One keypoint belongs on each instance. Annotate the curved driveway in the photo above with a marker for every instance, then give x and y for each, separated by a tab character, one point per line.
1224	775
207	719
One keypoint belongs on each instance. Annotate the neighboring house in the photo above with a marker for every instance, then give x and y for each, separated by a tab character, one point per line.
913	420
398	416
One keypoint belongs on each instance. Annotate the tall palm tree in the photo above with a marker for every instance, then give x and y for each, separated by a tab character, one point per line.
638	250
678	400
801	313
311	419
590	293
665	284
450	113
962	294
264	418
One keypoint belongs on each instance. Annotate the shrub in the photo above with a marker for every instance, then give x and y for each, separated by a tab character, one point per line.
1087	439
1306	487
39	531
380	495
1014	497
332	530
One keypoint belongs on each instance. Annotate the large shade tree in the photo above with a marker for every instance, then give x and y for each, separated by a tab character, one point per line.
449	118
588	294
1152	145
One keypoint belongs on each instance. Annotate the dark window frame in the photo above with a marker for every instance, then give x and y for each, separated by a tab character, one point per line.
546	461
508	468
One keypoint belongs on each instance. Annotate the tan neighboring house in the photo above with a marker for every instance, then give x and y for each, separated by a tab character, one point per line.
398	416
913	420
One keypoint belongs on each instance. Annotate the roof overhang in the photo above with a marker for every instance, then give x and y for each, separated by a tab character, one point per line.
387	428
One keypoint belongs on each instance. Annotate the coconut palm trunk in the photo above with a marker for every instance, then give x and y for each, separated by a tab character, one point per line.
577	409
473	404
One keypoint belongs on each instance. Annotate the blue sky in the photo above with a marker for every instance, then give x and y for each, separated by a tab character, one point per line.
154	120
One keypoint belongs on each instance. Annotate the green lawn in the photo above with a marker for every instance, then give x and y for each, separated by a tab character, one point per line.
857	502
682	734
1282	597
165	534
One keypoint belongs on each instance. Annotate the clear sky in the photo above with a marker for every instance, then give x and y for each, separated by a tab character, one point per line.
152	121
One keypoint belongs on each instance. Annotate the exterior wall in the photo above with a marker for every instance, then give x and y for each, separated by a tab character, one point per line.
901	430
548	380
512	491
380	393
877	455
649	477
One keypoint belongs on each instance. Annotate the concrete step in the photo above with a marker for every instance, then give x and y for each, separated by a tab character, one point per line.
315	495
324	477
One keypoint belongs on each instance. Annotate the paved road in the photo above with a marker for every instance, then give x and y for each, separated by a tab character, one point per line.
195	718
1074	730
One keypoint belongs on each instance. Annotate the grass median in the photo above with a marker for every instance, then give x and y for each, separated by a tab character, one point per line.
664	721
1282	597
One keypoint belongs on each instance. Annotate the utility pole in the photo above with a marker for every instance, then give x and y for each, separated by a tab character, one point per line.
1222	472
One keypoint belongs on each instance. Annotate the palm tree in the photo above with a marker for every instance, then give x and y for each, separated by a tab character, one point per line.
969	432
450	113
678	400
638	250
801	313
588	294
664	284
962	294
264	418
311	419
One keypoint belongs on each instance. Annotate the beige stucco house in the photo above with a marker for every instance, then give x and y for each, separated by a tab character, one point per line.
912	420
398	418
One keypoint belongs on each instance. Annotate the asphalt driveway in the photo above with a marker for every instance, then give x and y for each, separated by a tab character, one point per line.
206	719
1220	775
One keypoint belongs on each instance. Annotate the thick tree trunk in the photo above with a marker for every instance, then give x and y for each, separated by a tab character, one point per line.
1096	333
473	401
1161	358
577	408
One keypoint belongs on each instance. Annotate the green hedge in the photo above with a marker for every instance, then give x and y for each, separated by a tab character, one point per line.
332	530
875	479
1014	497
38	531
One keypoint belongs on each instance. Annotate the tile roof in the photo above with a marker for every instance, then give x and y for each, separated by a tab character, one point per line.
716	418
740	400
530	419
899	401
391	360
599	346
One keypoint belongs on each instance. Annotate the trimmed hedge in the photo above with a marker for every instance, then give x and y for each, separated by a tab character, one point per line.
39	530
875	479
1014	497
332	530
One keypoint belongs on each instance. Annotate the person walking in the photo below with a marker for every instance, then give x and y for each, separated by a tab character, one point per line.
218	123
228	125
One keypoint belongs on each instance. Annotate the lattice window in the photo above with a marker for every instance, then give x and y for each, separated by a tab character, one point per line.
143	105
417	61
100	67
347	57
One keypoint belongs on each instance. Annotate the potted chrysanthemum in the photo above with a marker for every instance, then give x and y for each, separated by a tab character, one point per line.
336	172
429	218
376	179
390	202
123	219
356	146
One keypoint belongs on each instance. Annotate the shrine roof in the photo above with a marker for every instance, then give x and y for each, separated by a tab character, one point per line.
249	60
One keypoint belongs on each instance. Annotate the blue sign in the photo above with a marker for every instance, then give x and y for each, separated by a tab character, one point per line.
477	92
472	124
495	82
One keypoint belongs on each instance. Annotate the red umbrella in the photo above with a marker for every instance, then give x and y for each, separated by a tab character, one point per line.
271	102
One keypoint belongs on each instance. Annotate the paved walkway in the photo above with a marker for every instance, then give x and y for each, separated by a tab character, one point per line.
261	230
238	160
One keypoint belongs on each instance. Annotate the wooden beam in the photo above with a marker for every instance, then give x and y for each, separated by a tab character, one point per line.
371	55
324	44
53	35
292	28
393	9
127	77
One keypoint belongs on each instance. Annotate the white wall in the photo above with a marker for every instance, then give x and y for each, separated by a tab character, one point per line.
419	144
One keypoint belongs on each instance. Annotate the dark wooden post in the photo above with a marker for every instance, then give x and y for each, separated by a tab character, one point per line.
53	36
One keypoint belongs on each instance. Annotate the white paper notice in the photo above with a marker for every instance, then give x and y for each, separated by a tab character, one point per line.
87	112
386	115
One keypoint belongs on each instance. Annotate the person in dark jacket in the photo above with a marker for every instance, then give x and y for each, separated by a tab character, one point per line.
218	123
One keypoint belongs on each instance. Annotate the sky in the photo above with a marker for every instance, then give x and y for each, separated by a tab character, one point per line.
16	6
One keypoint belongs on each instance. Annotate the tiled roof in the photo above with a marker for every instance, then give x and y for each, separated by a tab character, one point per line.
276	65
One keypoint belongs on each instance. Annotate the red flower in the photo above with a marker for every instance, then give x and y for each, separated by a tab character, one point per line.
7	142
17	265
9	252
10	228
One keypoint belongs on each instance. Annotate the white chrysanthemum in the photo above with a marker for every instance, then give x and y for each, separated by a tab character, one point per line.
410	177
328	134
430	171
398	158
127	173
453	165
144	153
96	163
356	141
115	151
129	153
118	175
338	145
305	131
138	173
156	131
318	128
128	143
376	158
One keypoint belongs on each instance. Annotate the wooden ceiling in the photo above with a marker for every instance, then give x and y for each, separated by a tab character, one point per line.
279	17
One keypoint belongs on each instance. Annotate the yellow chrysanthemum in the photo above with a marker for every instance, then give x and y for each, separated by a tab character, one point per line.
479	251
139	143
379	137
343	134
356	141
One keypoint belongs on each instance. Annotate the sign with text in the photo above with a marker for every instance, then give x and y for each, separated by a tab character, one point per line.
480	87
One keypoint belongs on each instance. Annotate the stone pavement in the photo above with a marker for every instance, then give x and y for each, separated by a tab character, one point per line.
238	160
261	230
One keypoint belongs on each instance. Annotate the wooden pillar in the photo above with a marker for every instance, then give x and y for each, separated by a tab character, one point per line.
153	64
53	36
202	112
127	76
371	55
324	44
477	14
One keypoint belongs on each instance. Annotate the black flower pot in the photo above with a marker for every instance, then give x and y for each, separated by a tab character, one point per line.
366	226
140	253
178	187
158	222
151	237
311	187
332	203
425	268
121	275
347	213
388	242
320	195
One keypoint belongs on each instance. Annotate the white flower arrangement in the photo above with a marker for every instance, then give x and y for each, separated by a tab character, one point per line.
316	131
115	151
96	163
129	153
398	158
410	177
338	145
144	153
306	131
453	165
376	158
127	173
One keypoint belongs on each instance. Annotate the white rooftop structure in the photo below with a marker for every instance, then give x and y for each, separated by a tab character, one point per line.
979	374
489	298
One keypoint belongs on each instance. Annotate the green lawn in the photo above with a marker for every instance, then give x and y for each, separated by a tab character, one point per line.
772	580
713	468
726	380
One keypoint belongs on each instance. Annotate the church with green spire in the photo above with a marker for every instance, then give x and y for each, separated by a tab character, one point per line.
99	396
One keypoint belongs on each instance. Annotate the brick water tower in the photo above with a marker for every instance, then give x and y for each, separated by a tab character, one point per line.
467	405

⁂

Transcribe the records above exactly, but only from the line that contains "One keypoint belongs on each instance. Annotate the church" through their final line, inclusive.

One keypoint belongs on each instance. Annotate the church with green spire in the photo above with a marker for every instance, then give x and y for each, separated by a tab character, one point per line.
99	396
One keypoint belongs on each instance. Annotate the brick water tower in the photo above with a marker for every instance, then give x and y for each, separated by a tab character, one point per line.
467	405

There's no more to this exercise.